[EXCERPTED TEXT]:
-- -- --
The foregoing disclosed devices and functionalities may be designed and configured into computer files (e.g., RTL, GDSII, GERBER, etc.) stored on computer-readable media. Some or all such files may be provided to fabrication handlers who fabricate devices based on such files. Resulting products may include semiconductor wafers that are then cut into semiconductor die and packaged into an antenna on glass device. The antenna on glass device may then be employed in devices described herein.

Implementation examples are described in the following numbered clauses:

Clause 1: A forksheet (FS) cell, comprising: a shared gate; a plurality of nanosheets within the shared gate; a dielectric wall (DW) splitting the shared gate into first and second shared gate portions, the DW also splitting each nanosheet into first and second nanosheet portions; and a backside gate strap contact on a backside of the shared gate and on a backside of the DW, the backside gate strap contact in physical contact with lower surfaces of both the first and second shared gate portions of the shared gate, the first and second shared gate portions of the shared gate being electrically coupled to each other through the backside gate strap contact, wherein the first nanosheet portion forms a first channel when a first turn-on signal is applied to the shared gate and is prohibited from being formed when a second turn-on signal is applied to the shared gate, and wherein the second nanosheet portion forms a second channel when the second turn-on signal is applied to the shared gate and is prohibited from being formed when the first turn-on signal is applied to the shared gate.

Clause 2: The FS cell of clause 1, further comprising: a frontside metal on a frontside of the shared gate, the frontside metal in direct contact with an upper surface of the shared gate and configured to apply the first and second turn-on signals to the shared gate.
-- -- --
[GIVEN MATERIAL]:

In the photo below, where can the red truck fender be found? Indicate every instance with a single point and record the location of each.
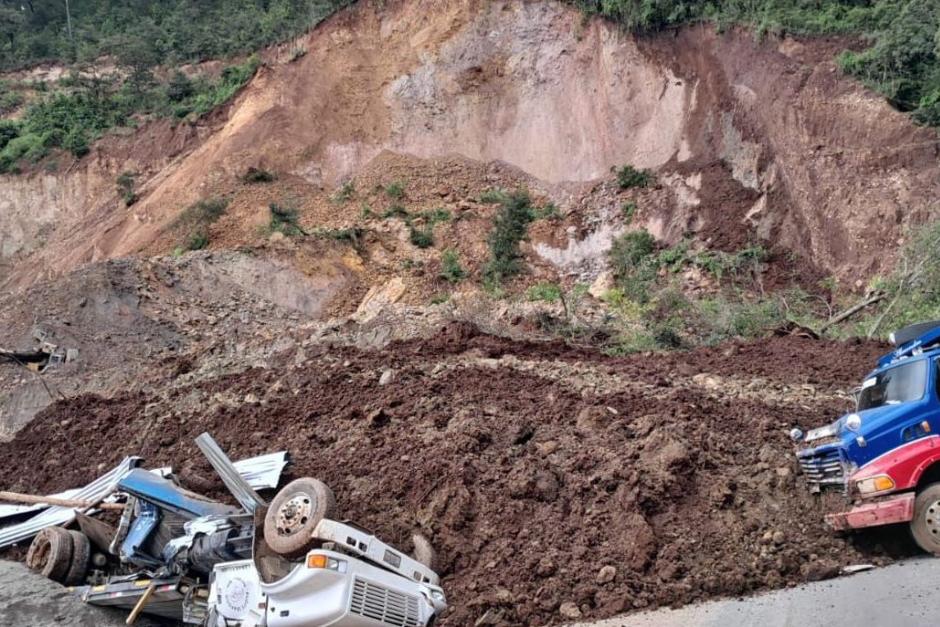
(905, 465)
-- -- --
[THE REQUEST]: Can you continue the patent text on forksheet structures, picking up right after its last sentence?

[TASK OUTPUT]:
Clause 3: The FS cell of clause 2, further comprising: one or more frontside lines on the frontside of the shared gate above the frontside metal, at least one frontside line electrically coupled to an upper surface of the frontside metal and configured to provide the first and second turn-on signals to the frontside metal.

Clause 4: The FS cell of any of clauses 1-3, wherein a lower surface of the DW and the lower surface of the shared gate are aligned, and wherein an upper surface of the DW and an upper surface of the shared gate are aligned.

Clause 5: The FS cell of clause 4, wherein an upper surface of the backside gate strap contact is in contact with the lower surface of the shared gate and the lower surface of the DW.

Clause 6: The FS cell of any of clauses 1-5, further comprising: a first source/drain (S/D) and a second S/D both adjacent to the shared gate, the DW physically splitting the first S/D from the second S/D; and a backside passthrough contact on backsides of the first S/D, the second S/D, and the DW, the backside passthrough contact in physical contact with lower surfaces of both the first S/D and the second S/D, the first S/D and the second S/D being electrically coupled to each other through the backside passthrough contact, wherein when the first turn-on signal is applied to the shared gate, the first S/D is conductively coupled to the first channel of the first nanosheet portions of the plurality of nanosheets, and wherein when the second turn-on signal is applied to the shared gate, the second S/D is conductively coupled to the second channel of the second nanosheet portions of the plurality of nanosheets.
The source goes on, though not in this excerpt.